[Natural language region descriptions]
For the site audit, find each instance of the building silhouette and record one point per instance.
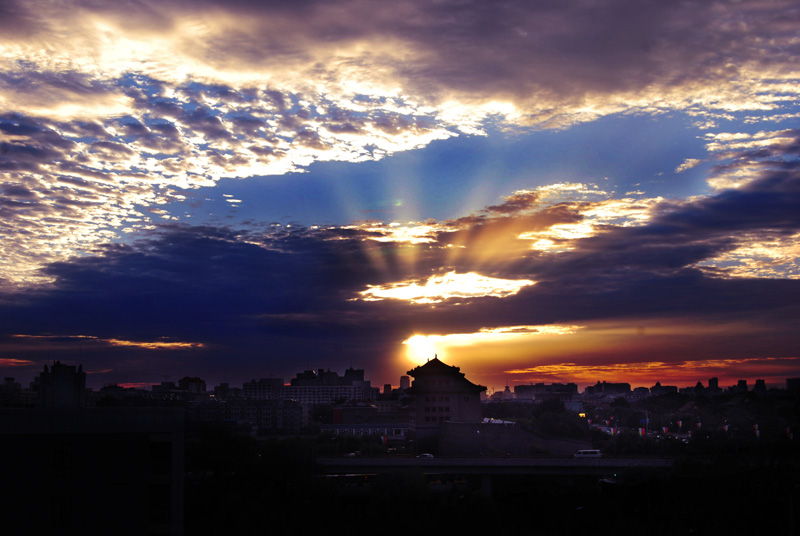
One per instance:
(441, 393)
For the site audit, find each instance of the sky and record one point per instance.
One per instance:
(534, 191)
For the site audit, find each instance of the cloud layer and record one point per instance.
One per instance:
(111, 112)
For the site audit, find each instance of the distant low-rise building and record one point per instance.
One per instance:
(609, 389)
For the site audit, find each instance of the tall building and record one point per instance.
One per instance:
(441, 393)
(62, 386)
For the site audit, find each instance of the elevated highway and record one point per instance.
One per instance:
(599, 467)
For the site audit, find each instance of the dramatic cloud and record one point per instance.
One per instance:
(124, 127)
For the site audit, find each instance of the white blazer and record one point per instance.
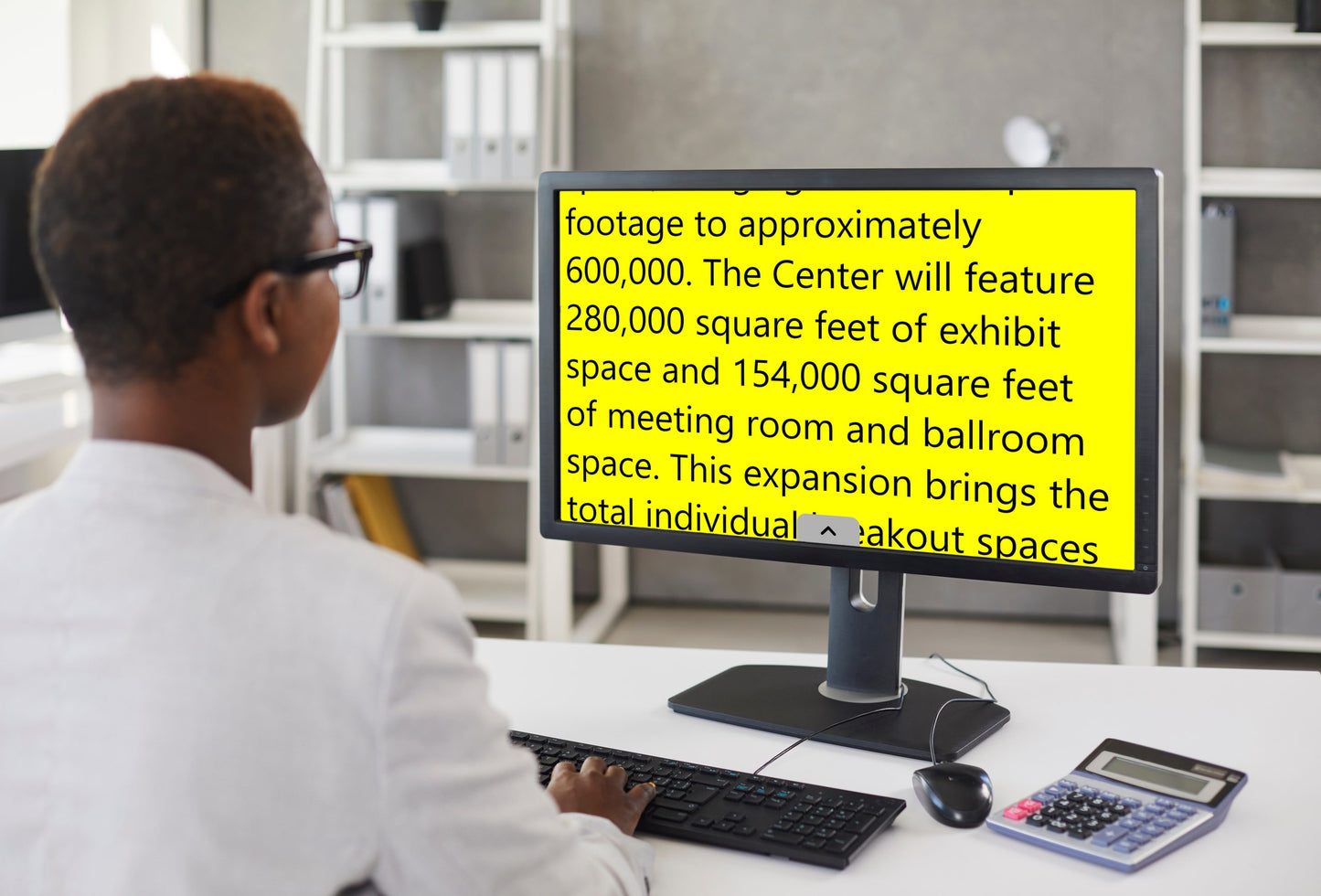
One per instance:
(198, 697)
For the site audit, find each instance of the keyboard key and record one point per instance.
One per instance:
(665, 803)
(700, 795)
(861, 825)
(840, 843)
(668, 815)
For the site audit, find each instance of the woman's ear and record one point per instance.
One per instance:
(261, 311)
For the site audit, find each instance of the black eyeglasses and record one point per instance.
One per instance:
(347, 264)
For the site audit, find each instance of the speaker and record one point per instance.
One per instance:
(428, 282)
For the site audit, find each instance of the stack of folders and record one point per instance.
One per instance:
(374, 219)
(490, 115)
(365, 507)
(499, 402)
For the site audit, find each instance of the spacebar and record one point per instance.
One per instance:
(661, 803)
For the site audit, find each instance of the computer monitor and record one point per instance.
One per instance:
(24, 309)
(934, 371)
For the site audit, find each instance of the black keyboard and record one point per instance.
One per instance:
(733, 809)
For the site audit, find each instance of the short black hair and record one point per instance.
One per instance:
(157, 196)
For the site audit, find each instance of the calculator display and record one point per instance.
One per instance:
(1164, 777)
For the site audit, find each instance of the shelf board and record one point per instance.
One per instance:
(1259, 641)
(492, 591)
(411, 175)
(1302, 483)
(468, 319)
(404, 35)
(1256, 33)
(1262, 183)
(1267, 335)
(409, 451)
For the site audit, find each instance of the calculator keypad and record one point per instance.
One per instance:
(1104, 819)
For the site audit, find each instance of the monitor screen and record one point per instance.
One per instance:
(938, 371)
(20, 287)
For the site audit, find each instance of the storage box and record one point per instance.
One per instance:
(1238, 598)
(1300, 598)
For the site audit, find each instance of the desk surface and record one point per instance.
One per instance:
(1267, 723)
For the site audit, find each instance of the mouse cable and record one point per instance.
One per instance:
(834, 724)
(990, 698)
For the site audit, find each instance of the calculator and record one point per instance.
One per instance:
(1124, 806)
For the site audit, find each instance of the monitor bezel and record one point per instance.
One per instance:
(1145, 183)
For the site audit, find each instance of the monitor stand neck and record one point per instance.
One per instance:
(866, 638)
(861, 674)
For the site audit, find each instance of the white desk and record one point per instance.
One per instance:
(40, 433)
(1266, 723)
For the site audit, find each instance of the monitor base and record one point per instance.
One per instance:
(786, 700)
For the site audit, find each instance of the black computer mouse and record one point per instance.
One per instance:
(954, 793)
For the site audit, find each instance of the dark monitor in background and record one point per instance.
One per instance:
(950, 373)
(24, 309)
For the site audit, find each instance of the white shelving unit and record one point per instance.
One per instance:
(1266, 335)
(537, 592)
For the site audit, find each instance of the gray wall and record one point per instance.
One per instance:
(688, 83)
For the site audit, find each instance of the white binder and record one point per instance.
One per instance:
(522, 115)
(347, 216)
(492, 130)
(382, 291)
(484, 393)
(517, 402)
(462, 115)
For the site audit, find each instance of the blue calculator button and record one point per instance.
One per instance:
(1109, 836)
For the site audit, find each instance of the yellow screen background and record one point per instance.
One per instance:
(1089, 231)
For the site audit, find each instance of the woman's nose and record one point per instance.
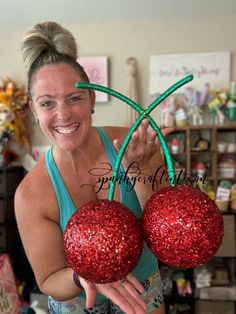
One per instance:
(63, 112)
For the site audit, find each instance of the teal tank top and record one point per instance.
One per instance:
(148, 264)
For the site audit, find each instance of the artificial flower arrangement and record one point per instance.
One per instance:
(13, 122)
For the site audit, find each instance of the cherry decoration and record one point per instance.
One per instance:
(103, 241)
(87, 238)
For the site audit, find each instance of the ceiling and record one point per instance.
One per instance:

*What to do*. An answer is complete only when it holds every line above containing the string "background".

*Task result*.
For the site audit, find each instance of the dark monitor in background and record one point per instance.
For the site audit, find each instance of the yellow screen background and record one point per instance.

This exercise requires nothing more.